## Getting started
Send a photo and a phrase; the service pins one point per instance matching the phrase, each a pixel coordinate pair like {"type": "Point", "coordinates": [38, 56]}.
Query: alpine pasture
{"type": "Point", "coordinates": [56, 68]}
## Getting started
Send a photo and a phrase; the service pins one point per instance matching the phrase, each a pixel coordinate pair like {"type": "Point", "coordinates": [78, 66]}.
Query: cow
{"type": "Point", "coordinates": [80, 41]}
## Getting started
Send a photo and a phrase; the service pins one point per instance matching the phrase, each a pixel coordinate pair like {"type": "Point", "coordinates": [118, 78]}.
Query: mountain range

--*--

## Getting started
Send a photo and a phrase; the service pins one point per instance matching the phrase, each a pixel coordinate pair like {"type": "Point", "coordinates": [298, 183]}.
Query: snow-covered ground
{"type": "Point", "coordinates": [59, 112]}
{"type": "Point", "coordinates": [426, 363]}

--*--

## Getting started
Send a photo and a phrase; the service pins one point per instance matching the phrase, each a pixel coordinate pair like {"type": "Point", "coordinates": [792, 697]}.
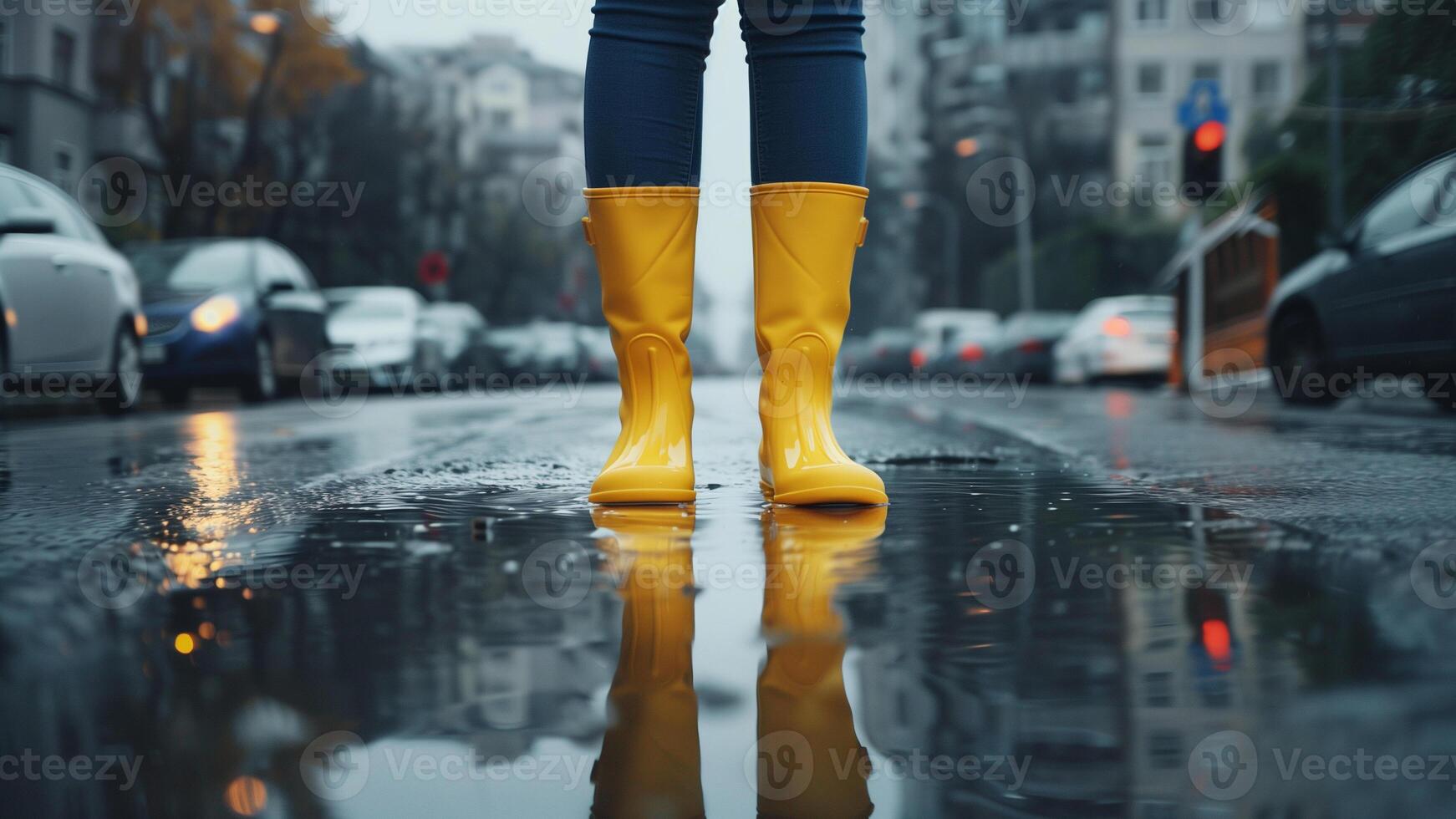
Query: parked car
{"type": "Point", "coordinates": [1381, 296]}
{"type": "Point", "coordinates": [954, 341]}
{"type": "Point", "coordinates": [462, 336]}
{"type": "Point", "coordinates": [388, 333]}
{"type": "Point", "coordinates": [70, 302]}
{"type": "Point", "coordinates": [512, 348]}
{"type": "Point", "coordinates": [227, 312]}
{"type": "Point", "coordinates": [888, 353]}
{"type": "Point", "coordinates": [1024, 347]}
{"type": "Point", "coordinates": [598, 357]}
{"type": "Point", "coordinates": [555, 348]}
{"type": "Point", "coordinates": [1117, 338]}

--*--

* **Assignment**: Each line from the material above that mentions the word "like" needs to be copied.

* **Task solution**:
Send a photo and a phrase; the service pins one point per instance matching the phrase, each a pixel coordinate pair like {"type": "Point", "coordinates": [38, 56]}.
Send a photo and a phrase; the service pins one point per instance matching the phrase, each a pixel coordinate pair like {"type": "Point", "coordinates": [78, 66]}.
Send a photo and a phrase; the service pins one point per instance matching the phrase, each a pixel coordinate pair like {"type": "Point", "coordinates": [118, 78]}.
Send a photo and a phrase; the service pins one point per instance matching the phrase, each a pixel coordinate pair like {"type": "Point", "coordinates": [298, 183]}.
Send a photo and a phrase; the service pins one point per instance matching the phrase, each a pixel coordinate pair like {"type": "Point", "coordinates": [792, 697]}.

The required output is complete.